*** Opening Text provided ***
Trinity College Dublin has jumped 17 places in this year's QS World University Rankings to take the 81st spot on the list.
The latest figures from the 2024 QS World University Rankings have reported that seven of eight Irish universities have made improvements on their scores from last year.
Trinity College Dublin (TCD) came in under the top 100 universities, with a ranking of 81st place.
Trinity College was listed as having a "very high" research output.
The University of Galway was next on the list for Ireland, ranking 289th – a fall from the 270th spot last year.
University College Dublin (UCD) took 171st place – an improvement of 10 places as compared to 2023.
University College Cork (UCC) ranked 292nd internationally, having previously ranked 303rd last year.
Speaking to Newstalk Breakfast, TCD Provost Dr Linda Doyle said the university's jump was a result of the "academic reputation" and the "esteem" in which staff are held.
"Over the last number of years, we've seen a burst in research activity," Dr Doyle told the show.
"That in itself is due to a number of things – it's due to increased funding from the government over COVID ... it was due to the fact that [the funding] in itself was quite non-prescriptive – it was just going out there and do great things.
"That's been the fundamental driver of our improvement."
Dr Doyle said she is aware this large improvement in ranking is due to this once-off funding.
You can clearly see the value that brings for Ireland, you hear the IDA say that is really, really important that we have a top 100 university," she said.
"What I need to focus on is how we make that investment sustained.
"It shows in our case anyway, that this investment has led to this outcome."
Dr Doyle said the international reputation of Trinity College Dublin is perhaps partly the reason for the university to be so far ahead of other Irish educators.
"We call ourselves a research-intensive university and we're really driven by breaking new ground and driving research for the betterment of society," she said.
"There's good news for lots of the universities in Ireland, some of the other universities have done really well and employer reputation, and our international reputation more broadly is very, very strong."
*** Closing Text provided ***
*** Opening Supplied material ***
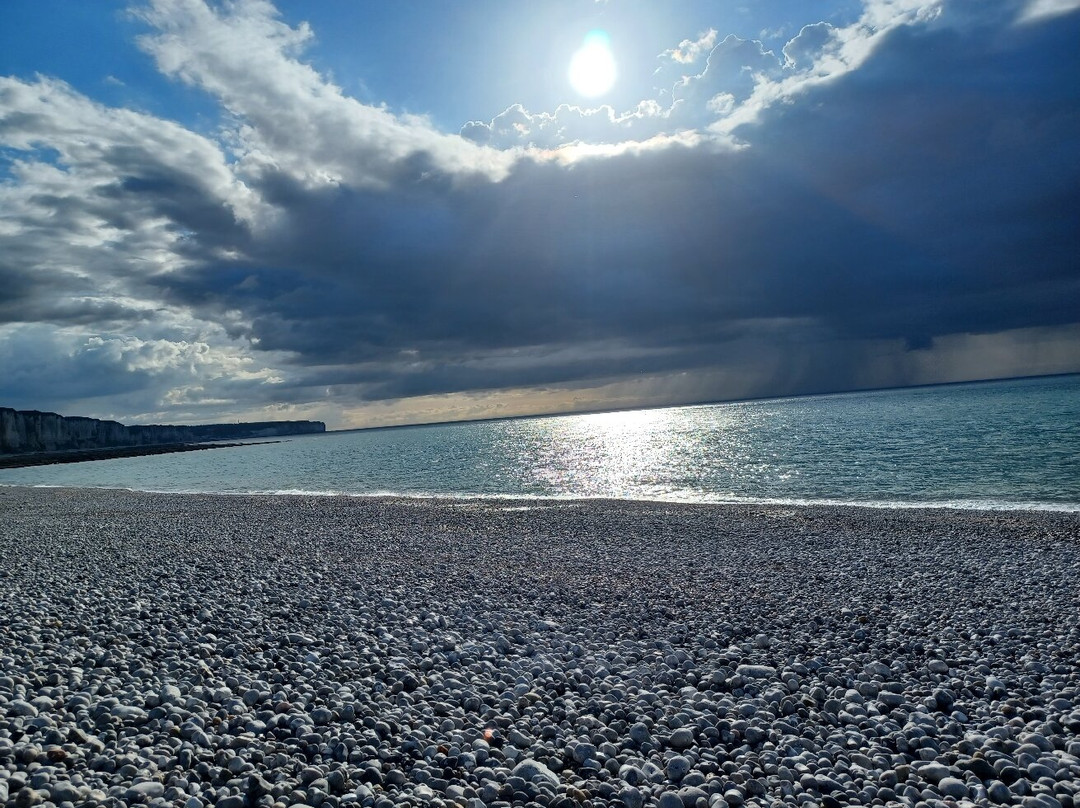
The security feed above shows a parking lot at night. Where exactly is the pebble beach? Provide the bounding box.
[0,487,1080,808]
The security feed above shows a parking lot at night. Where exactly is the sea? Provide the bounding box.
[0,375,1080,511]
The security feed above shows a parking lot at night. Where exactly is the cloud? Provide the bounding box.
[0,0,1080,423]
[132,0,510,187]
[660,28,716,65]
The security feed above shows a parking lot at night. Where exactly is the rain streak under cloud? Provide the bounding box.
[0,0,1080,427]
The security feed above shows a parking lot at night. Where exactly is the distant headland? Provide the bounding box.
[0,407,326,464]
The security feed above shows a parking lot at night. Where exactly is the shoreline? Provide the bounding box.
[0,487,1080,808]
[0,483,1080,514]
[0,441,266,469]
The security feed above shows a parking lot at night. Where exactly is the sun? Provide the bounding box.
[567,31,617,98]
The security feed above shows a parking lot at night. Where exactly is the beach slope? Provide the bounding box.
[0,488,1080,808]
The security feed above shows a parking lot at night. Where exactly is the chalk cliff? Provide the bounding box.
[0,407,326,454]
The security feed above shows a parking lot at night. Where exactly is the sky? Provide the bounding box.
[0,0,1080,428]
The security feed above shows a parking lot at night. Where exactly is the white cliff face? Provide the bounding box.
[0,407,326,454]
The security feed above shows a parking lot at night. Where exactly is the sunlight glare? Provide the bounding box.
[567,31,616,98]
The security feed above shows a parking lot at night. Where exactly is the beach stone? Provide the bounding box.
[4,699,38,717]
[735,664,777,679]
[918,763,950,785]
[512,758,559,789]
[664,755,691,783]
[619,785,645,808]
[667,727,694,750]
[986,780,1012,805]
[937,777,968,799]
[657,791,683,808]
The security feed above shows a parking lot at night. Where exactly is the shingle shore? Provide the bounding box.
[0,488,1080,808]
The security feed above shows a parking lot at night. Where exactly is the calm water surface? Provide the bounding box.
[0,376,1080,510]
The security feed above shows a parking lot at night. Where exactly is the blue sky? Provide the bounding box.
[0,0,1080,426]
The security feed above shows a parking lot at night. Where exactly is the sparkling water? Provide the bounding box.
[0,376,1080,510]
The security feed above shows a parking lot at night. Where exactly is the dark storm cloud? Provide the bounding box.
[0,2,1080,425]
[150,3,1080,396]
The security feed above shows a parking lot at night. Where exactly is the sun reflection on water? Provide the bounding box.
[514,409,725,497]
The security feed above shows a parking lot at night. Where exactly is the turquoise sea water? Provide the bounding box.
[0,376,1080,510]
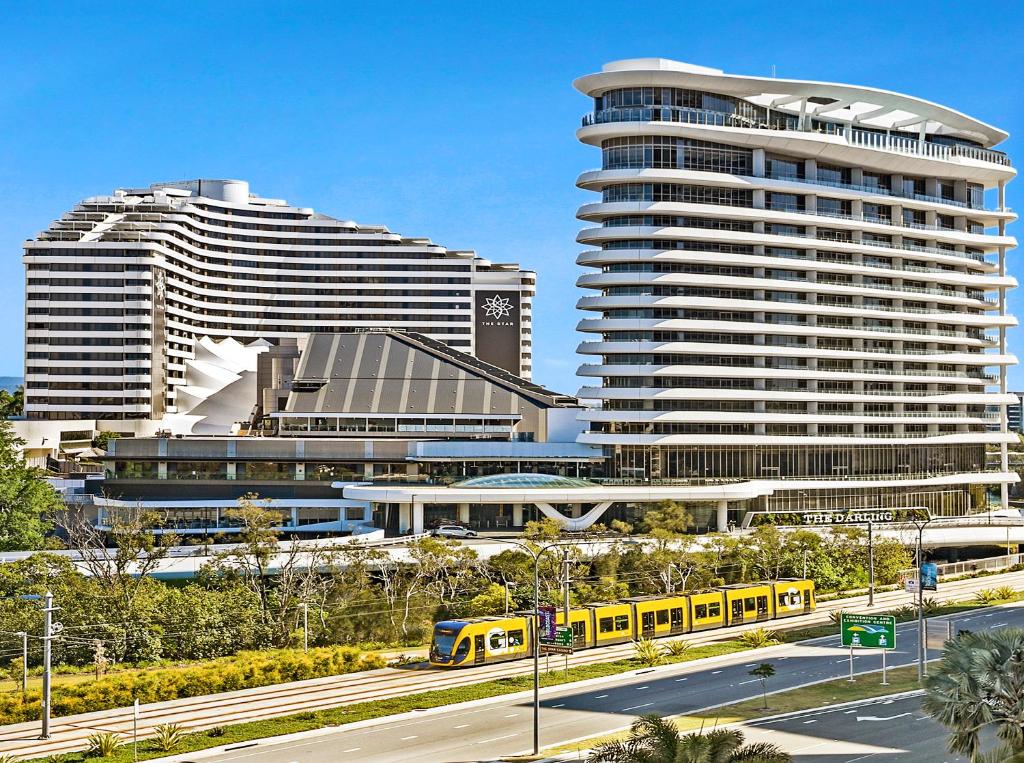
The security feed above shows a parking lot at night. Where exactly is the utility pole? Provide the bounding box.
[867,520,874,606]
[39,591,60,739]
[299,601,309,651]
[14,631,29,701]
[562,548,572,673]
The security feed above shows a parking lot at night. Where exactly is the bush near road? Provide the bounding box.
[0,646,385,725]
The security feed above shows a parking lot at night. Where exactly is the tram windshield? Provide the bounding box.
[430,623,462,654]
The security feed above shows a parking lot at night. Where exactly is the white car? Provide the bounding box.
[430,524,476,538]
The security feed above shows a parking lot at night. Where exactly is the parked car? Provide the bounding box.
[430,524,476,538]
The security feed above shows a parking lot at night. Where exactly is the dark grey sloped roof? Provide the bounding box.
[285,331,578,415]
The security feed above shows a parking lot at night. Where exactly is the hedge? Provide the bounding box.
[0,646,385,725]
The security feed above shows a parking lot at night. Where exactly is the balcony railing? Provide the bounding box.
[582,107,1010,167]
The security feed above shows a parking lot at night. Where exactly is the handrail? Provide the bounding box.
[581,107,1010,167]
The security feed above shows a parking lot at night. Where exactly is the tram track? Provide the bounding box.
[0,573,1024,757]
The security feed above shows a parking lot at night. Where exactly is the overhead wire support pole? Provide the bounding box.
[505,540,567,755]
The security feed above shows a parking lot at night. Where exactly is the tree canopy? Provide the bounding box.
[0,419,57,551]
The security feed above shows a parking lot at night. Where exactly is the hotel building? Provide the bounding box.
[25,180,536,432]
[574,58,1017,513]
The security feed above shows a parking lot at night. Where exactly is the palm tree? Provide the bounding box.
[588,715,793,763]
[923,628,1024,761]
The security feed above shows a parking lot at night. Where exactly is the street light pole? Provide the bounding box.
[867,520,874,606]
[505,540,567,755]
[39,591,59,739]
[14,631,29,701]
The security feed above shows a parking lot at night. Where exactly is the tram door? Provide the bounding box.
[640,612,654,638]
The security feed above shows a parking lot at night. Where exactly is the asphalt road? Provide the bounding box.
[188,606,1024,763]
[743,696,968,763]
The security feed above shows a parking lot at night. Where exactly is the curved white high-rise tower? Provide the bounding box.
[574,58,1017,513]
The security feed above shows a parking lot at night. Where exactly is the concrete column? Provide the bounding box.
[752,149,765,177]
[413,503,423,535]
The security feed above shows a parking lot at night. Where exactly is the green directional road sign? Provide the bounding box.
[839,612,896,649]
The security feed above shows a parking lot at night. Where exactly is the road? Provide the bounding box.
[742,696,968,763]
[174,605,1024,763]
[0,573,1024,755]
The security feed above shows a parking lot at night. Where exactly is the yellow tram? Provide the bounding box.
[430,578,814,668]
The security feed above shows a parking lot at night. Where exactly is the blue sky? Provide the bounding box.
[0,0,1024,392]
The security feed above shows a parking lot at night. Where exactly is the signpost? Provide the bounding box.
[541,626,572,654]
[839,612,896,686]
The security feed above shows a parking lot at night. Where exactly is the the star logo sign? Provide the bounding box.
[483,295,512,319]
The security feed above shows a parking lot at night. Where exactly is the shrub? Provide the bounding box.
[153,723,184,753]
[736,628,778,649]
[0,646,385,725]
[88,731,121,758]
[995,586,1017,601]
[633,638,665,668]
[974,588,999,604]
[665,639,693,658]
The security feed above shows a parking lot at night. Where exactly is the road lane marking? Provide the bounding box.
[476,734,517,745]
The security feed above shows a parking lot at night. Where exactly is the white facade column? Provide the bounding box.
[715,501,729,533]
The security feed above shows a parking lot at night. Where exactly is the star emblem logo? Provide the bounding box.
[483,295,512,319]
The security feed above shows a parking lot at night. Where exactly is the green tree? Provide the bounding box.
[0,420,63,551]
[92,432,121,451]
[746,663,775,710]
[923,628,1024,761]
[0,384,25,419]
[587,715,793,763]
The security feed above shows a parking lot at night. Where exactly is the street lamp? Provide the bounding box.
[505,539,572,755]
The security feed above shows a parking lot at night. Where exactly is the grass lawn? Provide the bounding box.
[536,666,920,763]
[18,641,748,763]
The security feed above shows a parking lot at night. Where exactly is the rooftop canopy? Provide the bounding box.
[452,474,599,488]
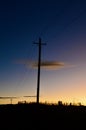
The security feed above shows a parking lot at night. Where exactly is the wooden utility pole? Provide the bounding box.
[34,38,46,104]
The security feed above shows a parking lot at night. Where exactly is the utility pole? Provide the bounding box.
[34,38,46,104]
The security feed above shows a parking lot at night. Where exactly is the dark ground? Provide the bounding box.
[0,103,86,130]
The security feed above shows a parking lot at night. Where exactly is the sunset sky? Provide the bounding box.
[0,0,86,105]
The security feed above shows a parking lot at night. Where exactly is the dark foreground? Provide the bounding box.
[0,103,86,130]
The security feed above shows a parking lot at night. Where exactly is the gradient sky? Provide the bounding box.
*** Closing Supplied material ***
**Problems to solve**:
A - From the article on the 2024 QS rankings of Irish universities, extract the passage from "Trinity College Dublin has" up to and including "of 81st place.".
B - According to the article on the 2024 QS rankings of Irish universities, what place did University College Cork take?

**Expected results**:
A -
Trinity College Dublin has jumped 17 places in this year's QS World University Rankings to take the 81st spot on the list.
The latest figures from the 2024 QS World University Rankings have reported that seven of eight Irish universities have made improvements on their scores from last year.
Trinity College Dublin (TCD) came in under the top 100 universities, with a ranking of 81st place.

B - 292nd